### Given information ###
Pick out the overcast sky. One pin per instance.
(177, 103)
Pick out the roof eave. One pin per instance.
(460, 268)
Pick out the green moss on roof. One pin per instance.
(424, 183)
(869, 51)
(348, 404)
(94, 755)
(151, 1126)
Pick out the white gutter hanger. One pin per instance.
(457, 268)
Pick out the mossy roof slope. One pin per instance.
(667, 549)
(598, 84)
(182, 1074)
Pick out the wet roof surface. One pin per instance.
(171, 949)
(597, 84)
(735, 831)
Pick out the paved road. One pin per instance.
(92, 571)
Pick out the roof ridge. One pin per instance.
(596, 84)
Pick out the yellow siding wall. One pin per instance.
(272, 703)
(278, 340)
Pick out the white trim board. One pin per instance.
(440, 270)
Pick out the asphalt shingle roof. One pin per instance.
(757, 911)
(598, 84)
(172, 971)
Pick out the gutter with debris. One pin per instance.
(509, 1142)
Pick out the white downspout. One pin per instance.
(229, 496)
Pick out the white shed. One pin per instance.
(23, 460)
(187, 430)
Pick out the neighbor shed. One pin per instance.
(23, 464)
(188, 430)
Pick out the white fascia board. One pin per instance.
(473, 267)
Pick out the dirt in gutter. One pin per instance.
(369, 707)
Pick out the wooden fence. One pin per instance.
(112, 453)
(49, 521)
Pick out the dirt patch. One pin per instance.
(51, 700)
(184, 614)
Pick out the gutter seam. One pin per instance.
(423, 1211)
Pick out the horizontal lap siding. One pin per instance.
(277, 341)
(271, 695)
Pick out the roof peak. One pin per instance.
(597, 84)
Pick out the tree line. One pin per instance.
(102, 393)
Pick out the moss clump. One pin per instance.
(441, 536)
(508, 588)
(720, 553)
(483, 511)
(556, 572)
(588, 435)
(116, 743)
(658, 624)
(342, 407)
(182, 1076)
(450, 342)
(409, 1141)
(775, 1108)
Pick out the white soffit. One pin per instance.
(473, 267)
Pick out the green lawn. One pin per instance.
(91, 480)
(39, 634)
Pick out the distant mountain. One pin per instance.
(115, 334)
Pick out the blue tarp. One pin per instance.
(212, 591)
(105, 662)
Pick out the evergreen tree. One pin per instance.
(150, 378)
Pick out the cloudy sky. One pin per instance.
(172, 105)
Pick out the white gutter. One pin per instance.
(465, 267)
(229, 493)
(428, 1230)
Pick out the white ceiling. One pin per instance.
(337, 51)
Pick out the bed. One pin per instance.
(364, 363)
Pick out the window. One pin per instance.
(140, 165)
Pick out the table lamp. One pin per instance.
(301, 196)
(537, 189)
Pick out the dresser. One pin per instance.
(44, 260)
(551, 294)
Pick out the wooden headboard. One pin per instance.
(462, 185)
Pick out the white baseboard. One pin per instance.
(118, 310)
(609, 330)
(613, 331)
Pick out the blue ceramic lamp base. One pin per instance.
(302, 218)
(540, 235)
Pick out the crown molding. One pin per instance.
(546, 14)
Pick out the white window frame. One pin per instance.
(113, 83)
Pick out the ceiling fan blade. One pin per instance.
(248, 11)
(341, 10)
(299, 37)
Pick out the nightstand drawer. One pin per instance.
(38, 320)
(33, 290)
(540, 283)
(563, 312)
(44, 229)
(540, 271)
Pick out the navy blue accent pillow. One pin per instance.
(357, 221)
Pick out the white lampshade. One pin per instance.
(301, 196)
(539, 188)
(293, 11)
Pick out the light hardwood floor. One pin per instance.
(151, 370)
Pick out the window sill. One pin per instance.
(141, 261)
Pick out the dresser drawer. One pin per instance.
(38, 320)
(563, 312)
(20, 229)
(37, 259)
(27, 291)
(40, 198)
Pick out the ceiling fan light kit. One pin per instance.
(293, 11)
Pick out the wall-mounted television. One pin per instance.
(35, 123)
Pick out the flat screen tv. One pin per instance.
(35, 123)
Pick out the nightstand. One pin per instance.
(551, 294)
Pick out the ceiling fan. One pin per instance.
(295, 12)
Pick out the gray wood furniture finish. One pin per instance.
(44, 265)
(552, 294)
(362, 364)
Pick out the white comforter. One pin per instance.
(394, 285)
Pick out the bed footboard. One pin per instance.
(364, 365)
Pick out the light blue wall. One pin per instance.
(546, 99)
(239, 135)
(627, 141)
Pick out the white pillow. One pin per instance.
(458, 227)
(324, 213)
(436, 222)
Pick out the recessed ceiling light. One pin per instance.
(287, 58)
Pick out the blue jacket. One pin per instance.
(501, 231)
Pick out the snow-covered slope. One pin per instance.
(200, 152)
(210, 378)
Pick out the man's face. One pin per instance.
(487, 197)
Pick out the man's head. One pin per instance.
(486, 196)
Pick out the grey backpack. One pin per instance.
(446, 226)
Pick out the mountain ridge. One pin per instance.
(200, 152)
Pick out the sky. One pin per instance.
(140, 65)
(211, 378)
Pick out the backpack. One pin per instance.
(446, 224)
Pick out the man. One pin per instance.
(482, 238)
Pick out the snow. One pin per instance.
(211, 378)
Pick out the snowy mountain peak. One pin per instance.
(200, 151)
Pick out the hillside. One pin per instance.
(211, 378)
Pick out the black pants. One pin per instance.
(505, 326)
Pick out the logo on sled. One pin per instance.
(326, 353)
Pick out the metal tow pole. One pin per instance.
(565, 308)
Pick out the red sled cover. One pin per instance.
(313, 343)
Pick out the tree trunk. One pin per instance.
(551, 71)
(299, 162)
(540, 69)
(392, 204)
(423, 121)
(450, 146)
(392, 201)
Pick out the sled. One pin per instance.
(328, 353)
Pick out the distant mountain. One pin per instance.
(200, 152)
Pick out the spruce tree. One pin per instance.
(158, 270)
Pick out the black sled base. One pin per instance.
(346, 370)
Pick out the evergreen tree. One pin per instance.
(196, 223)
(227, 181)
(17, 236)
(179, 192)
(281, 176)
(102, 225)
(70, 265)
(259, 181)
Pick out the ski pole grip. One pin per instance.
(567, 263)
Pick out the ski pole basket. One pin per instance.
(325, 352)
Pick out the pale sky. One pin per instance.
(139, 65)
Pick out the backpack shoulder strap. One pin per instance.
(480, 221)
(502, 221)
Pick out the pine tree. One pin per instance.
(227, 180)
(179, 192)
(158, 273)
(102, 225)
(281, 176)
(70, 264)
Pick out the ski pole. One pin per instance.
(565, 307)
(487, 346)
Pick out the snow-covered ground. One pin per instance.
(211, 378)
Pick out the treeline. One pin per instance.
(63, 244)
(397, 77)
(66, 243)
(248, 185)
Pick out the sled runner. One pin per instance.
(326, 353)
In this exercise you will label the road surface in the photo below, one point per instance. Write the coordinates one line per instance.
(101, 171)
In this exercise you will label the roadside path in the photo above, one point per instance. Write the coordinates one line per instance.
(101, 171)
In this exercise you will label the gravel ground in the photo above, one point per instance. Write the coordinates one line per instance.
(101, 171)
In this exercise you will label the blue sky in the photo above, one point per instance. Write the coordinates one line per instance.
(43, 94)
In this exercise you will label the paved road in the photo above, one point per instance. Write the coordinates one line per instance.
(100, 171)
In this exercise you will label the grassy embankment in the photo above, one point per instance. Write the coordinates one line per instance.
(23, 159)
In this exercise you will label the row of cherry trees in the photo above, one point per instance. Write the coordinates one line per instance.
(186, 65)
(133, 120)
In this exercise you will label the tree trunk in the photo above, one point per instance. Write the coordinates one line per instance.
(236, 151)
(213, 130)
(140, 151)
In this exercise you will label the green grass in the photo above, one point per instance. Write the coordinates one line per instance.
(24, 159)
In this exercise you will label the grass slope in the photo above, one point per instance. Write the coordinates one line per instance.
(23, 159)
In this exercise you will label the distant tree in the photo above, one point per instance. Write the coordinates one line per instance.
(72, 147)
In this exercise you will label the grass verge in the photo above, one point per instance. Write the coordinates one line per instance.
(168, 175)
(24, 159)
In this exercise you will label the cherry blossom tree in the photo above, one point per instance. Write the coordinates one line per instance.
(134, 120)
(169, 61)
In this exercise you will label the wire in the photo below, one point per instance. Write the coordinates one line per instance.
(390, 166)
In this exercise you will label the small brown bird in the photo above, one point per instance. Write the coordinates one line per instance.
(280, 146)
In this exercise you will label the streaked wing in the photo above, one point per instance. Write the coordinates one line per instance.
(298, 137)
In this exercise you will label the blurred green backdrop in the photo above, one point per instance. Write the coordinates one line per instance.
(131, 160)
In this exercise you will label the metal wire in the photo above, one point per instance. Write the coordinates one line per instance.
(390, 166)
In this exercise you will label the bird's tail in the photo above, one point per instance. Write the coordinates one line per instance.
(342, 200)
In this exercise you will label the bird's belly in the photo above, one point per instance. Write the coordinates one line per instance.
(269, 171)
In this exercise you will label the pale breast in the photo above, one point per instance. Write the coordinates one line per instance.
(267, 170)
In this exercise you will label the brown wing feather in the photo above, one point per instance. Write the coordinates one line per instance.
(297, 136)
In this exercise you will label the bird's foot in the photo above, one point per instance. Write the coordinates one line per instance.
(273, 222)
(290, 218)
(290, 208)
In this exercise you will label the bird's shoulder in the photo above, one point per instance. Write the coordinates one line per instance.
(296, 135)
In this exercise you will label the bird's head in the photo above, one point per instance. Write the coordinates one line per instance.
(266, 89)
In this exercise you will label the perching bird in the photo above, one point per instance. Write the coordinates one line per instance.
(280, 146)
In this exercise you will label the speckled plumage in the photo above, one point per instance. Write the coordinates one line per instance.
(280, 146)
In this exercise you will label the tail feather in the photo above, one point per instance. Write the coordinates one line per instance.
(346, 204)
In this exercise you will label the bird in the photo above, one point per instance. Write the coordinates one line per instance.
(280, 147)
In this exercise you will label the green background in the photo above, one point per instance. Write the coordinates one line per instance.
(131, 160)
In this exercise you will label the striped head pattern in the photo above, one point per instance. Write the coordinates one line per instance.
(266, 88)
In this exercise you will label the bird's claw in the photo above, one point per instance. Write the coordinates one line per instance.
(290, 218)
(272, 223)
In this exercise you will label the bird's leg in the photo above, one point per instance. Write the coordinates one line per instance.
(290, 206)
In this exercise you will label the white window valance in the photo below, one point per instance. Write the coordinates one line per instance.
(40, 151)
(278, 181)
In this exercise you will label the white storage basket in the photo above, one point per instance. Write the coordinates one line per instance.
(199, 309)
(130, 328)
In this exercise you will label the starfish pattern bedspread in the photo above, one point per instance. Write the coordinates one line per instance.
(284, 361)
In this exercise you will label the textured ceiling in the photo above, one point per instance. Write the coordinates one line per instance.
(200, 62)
###
Exercise task. Put the records, from their first line through the line containing "(182, 1074)", into a Markdown table with the columns Row and Text. Number each line in Row, place the line itself in Text, and leave out blank lines.

Answer to this exercise.
| Row | Text |
|---|---|
| 1 | Pick out the overcast sky. One pin per instance. |
| 2 | (177, 103) |
| 3 | Pick out the roof eave. One pin per instance. |
| 4 | (460, 268) |
| 5 | Pick out the green moss on roof. One pin per instance. |
| 6 | (424, 183) |
| 7 | (869, 51) |
| 8 | (348, 404) |
| 9 | (94, 755) |
| 10 | (151, 1126) |
| 11 | Pick out the white gutter hanger. One pin per instance. |
| 12 | (457, 268) |
| 13 | Pick out the mossy roof slope. One pin per instance. |
| 14 | (667, 549) |
| 15 | (598, 84) |
| 16 | (182, 1074) |